#### [Selected text]
BEGIN

Our Science – Lal Website
Ashish Lal, Ph.D.
MicroRNAs (miRNAs) are small non-coding RNAs that regulate gene expression post-transcriptionally by decreasing the stability or translation of target mRNAs. Recent evidence has linked miRNAs to a number of diseases ranging from myocardial infarction to cancer, highlighting their role in disease pathogenesis. The human genome contains ~ 700 miRNAs. However, the targets and biological role of most miRNAs are still unknown. The focus of our laboratory is to investigate the function and regulation of specific miRNAs in normal and cancer cells.
Mammalian miRNAs bind to target mRNAs via partial complementarity. A single miRNA can regulate the expression of hundreds of mRNAs and due to partial miRNA-mRNA base-pairing, identifying miRNA targets is extremely challenging (Thomas et al., Nat Str Mol Biol, 2010). Recently, we have developed a biochemical approach to identify the mRNAs bound to an endogenous miRNA (Lal et al., PLoS Genet, 2011). Combining this strategy with bioinformatics identifies the networks of genes and canonical pathways regulated by a miRNA. Our initial goal is to uncover the function and regulation of miRNA clusters that we have recently found to be upregulated during cellular differentiation (Lal et al., Mol Cell 2009; Lal et al., Nat Str Mol Biol 2009) and deregulated in several cancers. We will employ a combination of biochemical and systems biology approaches to identify the targets and pathways regulated by these miRNA clusters followed by functional studies. Furthermore, we will use mouse genetic approaches to decipher the function of these miRNAs in vivo and also identify the promoters and transcription factors that regulate their expression. This is a critical question in the miRNA field given the fact that most mammalian miRNAs are encoded by polycistronic transcripts but the regulation and function of individual miRNAs of a cluster and the cluster as a whole are not understood. We hypothesize that miRNAs coexpressed from a cluster regulate multiple genes in the same or similar pathways and thereby control a biological process.
Parallel to these studies we are also interested in specific miRNAs that exhibit context-dependent function. Using molecular and bioinformatic approaches we will investigate the molecular mechanisms underlying the context-dependent function of these miRNAs. In addition to these studies, we will perform miRNA screens to discover novel functions of miRNAs. Accomplishing these goals will provide a framework for understanding how specific cancer-associated miRNAs function and will uncover their usefulness in cancer diagnosis, prognosis and therapy.
This page was last updated on 2/20/2013.

END

#### [Data provided]
BEGIN

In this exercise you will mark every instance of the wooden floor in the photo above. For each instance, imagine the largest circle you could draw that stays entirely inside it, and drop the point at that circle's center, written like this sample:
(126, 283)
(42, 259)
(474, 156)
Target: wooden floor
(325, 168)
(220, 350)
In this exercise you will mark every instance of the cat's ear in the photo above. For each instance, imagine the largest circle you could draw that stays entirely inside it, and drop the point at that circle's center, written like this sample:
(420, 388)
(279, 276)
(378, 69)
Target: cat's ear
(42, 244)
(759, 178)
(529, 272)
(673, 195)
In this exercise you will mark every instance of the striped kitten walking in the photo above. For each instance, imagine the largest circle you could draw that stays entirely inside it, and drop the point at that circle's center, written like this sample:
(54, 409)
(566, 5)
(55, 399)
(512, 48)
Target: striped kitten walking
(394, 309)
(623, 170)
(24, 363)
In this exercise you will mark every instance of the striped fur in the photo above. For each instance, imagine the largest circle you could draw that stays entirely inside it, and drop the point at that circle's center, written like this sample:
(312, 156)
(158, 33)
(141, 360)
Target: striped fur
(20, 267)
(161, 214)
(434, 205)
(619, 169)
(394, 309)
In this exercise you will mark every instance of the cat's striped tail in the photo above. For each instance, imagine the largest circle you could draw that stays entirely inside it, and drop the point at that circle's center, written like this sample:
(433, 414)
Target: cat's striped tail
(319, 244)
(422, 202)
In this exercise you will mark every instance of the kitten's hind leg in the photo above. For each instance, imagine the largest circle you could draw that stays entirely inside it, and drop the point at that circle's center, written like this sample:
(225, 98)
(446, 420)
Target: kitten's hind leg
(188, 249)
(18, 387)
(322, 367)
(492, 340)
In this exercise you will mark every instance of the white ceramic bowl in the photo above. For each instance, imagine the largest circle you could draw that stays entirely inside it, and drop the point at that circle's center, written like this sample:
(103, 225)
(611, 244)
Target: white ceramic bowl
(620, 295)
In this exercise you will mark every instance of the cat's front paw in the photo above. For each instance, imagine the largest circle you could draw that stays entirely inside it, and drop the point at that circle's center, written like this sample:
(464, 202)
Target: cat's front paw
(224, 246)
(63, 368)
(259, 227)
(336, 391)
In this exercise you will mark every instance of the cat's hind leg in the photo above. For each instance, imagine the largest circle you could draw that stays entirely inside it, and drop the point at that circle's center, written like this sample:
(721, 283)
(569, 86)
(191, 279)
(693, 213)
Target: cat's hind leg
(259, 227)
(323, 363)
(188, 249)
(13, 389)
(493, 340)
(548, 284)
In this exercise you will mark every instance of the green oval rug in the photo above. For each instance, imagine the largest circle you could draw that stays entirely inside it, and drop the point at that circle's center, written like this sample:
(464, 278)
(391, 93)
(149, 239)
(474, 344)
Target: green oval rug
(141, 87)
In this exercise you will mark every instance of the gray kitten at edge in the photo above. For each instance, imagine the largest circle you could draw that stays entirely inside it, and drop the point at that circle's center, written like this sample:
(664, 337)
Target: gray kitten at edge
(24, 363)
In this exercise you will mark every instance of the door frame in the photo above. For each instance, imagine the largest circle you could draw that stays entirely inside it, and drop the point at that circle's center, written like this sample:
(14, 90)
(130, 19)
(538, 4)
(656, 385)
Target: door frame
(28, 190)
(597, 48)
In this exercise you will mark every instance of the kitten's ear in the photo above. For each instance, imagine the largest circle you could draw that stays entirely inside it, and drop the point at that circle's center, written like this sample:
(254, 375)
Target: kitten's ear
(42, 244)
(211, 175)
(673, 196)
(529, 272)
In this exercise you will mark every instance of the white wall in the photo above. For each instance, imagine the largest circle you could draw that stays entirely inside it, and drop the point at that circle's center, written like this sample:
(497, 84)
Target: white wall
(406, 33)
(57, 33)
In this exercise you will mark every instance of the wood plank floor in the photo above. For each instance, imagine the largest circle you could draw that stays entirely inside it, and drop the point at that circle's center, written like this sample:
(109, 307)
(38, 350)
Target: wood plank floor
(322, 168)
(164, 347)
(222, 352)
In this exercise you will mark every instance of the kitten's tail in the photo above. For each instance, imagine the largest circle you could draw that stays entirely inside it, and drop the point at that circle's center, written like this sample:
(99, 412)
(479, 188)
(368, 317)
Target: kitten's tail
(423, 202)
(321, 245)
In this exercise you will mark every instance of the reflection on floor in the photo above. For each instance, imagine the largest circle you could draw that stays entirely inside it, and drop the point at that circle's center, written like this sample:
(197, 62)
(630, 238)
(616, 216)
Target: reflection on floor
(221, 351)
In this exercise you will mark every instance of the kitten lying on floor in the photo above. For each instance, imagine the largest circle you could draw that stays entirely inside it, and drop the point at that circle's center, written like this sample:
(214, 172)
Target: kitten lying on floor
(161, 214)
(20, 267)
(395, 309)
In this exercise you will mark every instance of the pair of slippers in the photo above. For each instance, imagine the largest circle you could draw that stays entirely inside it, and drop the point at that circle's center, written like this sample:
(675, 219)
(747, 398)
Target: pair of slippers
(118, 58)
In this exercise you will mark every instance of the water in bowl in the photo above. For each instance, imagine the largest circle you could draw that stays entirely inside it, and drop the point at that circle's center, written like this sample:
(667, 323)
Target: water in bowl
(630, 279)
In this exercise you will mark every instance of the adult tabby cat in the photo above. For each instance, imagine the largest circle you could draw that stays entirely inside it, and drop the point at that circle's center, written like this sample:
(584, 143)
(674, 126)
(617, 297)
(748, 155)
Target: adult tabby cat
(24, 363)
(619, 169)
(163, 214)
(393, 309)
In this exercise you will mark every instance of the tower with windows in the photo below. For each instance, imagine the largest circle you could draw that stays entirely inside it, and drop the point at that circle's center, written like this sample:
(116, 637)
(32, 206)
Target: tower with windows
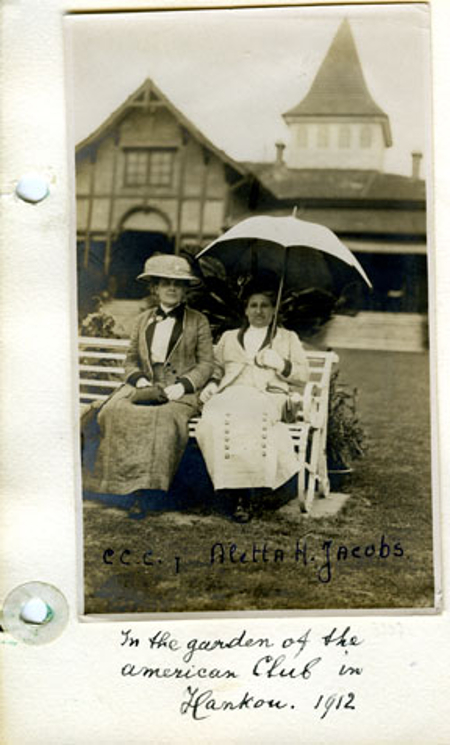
(338, 124)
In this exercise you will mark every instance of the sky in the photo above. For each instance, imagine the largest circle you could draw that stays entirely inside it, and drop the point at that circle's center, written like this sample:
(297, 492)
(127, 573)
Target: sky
(234, 72)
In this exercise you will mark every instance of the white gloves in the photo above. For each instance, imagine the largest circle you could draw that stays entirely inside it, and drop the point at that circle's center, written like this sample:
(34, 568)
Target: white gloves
(143, 383)
(175, 391)
(208, 391)
(270, 358)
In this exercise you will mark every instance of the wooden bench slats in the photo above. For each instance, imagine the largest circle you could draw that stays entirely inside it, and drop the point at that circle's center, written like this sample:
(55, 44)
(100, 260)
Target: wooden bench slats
(100, 383)
(92, 397)
(102, 369)
(97, 342)
(103, 355)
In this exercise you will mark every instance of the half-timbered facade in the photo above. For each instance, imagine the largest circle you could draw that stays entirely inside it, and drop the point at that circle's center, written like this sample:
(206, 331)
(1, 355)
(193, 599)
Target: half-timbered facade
(147, 180)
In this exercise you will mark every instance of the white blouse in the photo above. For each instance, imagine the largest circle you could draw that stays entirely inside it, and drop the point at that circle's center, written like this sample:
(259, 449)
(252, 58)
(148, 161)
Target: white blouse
(253, 340)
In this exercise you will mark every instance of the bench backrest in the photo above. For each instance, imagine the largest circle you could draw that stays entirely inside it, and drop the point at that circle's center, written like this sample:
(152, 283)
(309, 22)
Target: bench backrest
(101, 364)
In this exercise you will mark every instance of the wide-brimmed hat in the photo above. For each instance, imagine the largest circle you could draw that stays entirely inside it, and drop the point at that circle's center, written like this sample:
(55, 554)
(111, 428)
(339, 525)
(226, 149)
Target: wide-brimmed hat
(168, 266)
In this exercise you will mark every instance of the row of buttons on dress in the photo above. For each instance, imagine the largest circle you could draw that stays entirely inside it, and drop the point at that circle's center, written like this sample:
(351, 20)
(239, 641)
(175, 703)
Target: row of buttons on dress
(227, 437)
(264, 434)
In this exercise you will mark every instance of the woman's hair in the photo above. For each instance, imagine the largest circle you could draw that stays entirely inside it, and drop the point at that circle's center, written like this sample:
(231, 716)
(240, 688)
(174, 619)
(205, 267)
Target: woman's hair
(268, 293)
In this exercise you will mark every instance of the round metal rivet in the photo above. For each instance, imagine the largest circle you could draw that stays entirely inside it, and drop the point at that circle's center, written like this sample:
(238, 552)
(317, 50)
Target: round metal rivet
(32, 188)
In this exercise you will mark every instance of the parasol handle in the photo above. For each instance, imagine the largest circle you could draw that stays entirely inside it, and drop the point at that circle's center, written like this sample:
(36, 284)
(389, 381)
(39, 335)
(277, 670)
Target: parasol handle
(278, 302)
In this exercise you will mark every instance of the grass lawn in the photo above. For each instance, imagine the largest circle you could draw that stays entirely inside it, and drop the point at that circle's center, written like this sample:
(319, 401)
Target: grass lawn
(376, 552)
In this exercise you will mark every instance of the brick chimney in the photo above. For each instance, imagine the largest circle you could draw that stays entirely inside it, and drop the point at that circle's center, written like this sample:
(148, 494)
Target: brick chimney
(416, 161)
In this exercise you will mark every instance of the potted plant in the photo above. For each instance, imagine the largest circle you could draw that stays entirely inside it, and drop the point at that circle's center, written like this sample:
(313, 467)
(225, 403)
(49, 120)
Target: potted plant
(345, 435)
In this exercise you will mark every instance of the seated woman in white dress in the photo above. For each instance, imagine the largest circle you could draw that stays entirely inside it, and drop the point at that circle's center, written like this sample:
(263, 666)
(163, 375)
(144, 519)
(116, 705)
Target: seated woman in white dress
(245, 443)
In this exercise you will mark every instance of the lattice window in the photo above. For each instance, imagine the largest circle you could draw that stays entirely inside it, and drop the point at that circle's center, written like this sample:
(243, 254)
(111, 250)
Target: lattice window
(149, 166)
(365, 136)
(322, 135)
(344, 138)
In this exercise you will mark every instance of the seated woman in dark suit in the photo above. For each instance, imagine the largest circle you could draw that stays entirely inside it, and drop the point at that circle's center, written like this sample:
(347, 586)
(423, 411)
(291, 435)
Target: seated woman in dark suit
(144, 425)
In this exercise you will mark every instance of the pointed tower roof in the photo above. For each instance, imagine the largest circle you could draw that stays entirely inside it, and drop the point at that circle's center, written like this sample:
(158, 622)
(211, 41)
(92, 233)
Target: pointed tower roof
(339, 88)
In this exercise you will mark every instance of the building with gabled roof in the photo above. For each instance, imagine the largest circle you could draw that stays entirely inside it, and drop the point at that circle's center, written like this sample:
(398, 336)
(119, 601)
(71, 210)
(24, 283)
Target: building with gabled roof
(149, 180)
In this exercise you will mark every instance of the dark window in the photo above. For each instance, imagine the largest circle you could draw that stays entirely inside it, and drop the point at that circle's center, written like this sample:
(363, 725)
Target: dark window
(149, 166)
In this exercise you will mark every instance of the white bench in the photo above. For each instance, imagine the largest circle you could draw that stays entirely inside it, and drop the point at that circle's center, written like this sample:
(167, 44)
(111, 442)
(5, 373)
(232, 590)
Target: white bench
(101, 365)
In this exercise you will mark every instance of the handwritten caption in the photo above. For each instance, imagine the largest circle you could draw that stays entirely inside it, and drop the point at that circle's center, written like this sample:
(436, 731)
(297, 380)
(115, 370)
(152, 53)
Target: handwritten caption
(309, 670)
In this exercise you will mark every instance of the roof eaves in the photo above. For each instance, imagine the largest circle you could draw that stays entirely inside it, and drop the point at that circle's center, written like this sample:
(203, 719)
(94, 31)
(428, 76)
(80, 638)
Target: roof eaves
(114, 119)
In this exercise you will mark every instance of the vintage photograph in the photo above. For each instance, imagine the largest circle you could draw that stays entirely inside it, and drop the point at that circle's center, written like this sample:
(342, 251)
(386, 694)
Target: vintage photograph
(254, 288)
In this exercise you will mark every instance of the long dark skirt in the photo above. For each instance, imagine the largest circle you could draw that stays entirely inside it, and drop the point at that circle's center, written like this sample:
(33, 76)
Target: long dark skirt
(138, 447)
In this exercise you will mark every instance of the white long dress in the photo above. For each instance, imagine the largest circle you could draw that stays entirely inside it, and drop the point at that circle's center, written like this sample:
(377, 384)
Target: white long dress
(243, 440)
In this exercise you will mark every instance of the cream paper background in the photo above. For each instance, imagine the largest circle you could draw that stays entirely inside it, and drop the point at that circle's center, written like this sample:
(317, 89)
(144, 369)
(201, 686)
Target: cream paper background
(70, 691)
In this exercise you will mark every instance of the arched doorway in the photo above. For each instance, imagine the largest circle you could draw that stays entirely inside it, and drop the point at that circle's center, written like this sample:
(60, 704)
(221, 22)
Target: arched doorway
(142, 232)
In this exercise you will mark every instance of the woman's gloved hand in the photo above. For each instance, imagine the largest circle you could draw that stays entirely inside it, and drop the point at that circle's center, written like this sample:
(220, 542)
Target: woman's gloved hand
(175, 391)
(142, 383)
(208, 392)
(271, 359)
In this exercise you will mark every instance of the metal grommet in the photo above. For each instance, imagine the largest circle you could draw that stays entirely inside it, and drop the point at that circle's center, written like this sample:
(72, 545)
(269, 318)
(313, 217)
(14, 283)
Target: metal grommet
(35, 613)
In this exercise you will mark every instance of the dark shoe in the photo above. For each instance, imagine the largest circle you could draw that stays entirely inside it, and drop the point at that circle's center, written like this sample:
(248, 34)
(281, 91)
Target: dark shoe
(241, 514)
(137, 511)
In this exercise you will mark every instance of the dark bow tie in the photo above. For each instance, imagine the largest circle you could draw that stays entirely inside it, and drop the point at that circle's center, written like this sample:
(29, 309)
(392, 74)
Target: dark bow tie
(161, 314)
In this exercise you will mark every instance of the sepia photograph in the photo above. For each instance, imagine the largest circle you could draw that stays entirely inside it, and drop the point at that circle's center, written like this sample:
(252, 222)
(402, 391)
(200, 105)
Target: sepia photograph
(255, 308)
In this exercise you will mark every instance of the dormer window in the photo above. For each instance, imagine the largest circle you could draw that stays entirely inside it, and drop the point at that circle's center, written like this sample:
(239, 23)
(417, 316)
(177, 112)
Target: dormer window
(149, 166)
(322, 135)
(302, 135)
(365, 136)
(344, 136)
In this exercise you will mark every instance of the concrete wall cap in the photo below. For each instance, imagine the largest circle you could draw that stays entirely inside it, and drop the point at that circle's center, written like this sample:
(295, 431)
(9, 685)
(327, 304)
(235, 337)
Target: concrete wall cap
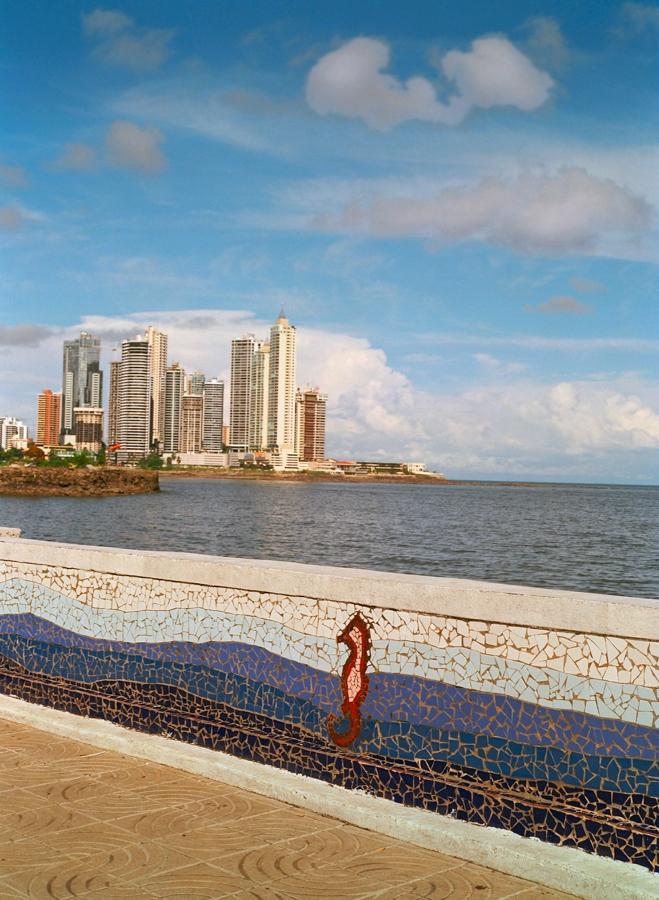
(555, 609)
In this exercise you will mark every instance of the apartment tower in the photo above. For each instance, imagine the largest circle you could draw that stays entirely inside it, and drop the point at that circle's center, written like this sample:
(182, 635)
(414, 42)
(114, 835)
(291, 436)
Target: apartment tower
(157, 341)
(82, 380)
(49, 418)
(213, 415)
(134, 400)
(281, 397)
(174, 384)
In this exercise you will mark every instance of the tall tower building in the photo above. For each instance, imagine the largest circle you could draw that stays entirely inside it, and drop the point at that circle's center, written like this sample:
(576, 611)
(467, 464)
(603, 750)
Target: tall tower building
(260, 389)
(310, 407)
(174, 383)
(157, 341)
(194, 383)
(89, 428)
(82, 379)
(113, 403)
(242, 355)
(49, 418)
(134, 400)
(192, 419)
(281, 399)
(213, 411)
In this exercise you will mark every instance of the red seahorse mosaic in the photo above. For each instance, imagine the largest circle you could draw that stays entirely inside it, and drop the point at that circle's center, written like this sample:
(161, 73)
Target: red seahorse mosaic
(354, 680)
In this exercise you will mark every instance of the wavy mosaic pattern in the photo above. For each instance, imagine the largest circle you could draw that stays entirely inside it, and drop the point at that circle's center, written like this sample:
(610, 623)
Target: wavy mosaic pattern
(548, 734)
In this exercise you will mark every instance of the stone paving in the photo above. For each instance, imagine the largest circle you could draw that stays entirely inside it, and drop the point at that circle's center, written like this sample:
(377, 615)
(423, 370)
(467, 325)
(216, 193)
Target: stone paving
(76, 821)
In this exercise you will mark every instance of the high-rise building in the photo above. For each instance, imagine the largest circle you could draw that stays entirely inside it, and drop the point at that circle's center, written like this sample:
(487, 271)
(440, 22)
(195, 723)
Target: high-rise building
(49, 418)
(13, 433)
(192, 419)
(213, 414)
(82, 379)
(242, 355)
(157, 341)
(194, 383)
(174, 383)
(258, 404)
(134, 400)
(113, 403)
(310, 407)
(281, 398)
(89, 428)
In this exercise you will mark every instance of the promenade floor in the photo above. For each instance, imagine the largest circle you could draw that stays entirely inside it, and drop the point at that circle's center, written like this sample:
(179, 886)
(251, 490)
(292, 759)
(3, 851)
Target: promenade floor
(76, 821)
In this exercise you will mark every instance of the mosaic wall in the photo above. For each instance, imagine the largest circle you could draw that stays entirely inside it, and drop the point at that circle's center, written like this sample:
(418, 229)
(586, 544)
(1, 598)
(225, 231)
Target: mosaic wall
(550, 734)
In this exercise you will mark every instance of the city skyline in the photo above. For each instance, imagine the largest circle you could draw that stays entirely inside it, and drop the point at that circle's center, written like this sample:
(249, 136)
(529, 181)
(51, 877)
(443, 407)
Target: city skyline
(470, 260)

END

#### [What you have to do]
Please condense the paragraph in the lab research text that begins "Parallel to these studies" into a short bulleted list that keeps its main facts.

#### [Problem solution]
- The lab also studies specific miRNAs whose function depends on context.
- It will use molecular and bioinformatic approaches to investigate the mechanisms behind that context-dependent function.
- It will run miRNA screens to discover novel miRNA functions.
- Meeting these goals will provide a framework for understanding how specific cancer-associated miRNAs function and will show their usefulness in cancer diagnosis, prognosis and therapy.